[WHAT YOU WILL DO]: The listing below should be written out exactly; please include all of it.

[INPUT DATA]:

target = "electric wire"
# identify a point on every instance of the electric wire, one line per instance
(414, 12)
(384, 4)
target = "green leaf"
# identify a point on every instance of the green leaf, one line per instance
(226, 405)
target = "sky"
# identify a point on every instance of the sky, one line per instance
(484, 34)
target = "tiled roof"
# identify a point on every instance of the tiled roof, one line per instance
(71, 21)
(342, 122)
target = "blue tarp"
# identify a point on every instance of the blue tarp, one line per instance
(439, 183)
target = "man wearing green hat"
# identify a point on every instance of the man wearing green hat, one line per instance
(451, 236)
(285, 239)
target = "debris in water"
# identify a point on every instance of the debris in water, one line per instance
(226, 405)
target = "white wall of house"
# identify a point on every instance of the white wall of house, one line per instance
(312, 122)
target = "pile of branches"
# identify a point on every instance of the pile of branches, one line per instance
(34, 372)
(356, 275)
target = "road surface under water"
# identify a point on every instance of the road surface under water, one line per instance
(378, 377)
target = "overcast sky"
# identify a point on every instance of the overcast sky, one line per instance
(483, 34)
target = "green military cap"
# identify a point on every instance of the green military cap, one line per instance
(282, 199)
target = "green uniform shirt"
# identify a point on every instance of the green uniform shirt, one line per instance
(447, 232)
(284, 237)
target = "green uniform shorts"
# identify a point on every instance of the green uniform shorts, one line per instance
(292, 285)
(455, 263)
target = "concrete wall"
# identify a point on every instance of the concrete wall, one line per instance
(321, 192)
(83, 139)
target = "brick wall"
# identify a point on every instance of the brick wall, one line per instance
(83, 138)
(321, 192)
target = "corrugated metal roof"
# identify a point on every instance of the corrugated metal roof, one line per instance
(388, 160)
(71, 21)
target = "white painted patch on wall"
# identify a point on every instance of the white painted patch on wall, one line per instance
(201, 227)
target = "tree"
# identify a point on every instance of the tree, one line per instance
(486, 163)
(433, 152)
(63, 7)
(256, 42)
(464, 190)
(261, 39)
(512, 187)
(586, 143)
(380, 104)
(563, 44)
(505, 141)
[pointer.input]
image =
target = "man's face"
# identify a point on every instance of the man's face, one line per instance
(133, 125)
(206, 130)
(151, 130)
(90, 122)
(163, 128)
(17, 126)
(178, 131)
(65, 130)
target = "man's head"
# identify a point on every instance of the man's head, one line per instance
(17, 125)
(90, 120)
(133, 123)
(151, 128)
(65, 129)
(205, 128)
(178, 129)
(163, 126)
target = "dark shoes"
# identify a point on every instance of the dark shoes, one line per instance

[ANSWER]:
target = "electric wire"
# identify a point on every instance of the electric wire, one line per instance
(414, 12)
(384, 4)
target = "green leaf"
# identify a point on every instance of the green leaf, one line per instance
(226, 405)
target = "sky"
# identify a point on every instance of the sky, one line per instance
(484, 34)
target = "tiled roof"
# identify a point on every instance of the tiled roof, one line per instance
(71, 21)
(342, 122)
target = "blue tarp"
# identify a point on every instance of the blue tarp, one line per instance
(439, 183)
target = "man wearing green hat"
# identify a point on every instance of the man wearing green hat, one line per instance
(451, 236)
(285, 239)
target = "debris in water"
# identify a point on every instance of the debris in water, one line per instance
(226, 405)
target = "white wall of house"
# identify a point on every instance of the white wall of house, one line per instance
(312, 122)
target = "pile of branches"
# identify a point on every instance of the pile of branches, one line per instance
(34, 372)
(356, 275)
target = "road surface under water"
# identify a point on every instance of the road surface under water, one line per instance
(378, 377)
target = "overcast sky"
# identify a point on every instance of the overcast sky, one line per instance
(483, 34)
target = "green military cap"
# identify a point on every instance of the green military cap, one line per instance
(282, 199)
target = "green uniform shirt"
# identify a point on every instance of the green uniform shirt, one line per instance
(447, 232)
(284, 237)
target = "green uniform shorts"
# identify a point on every instance of the green uniform shorts, one line per instance
(292, 285)
(455, 263)
target = "concrete wall"
# identify a point on every instance of the concrete wall, one line per instance
(321, 192)
(83, 139)
target = "brick wall"
# identify a point on every instance of the brick wall, one line per instance
(83, 138)
(321, 192)
target = "corrugated metal roof"
# identify a point on every instance of the corrugated metal roof, one line per instance
(388, 160)
(71, 21)
target = "white painted patch on wall"
# identify a point on every instance of the white painted patch on wall, one line per instance
(201, 227)
target = "tree"
# identify a point on every instance of the tree, one line per instance
(486, 163)
(433, 152)
(63, 7)
(256, 42)
(464, 190)
(261, 39)
(512, 187)
(586, 143)
(380, 104)
(563, 44)
(505, 141)
[pointer.input]
image =
target = "man's face"
# identify a point on every instance of the man's face, one line per instance
(133, 125)
(206, 130)
(151, 130)
(90, 122)
(163, 128)
(17, 126)
(178, 131)
(65, 130)
target = "man's head"
# identify a point on every instance of the man's head, one line per instance
(17, 125)
(90, 120)
(133, 123)
(151, 128)
(65, 129)
(205, 128)
(178, 129)
(163, 126)
target = "dark shoes"
# identify a point on every instance of the dark shoes, one line per instance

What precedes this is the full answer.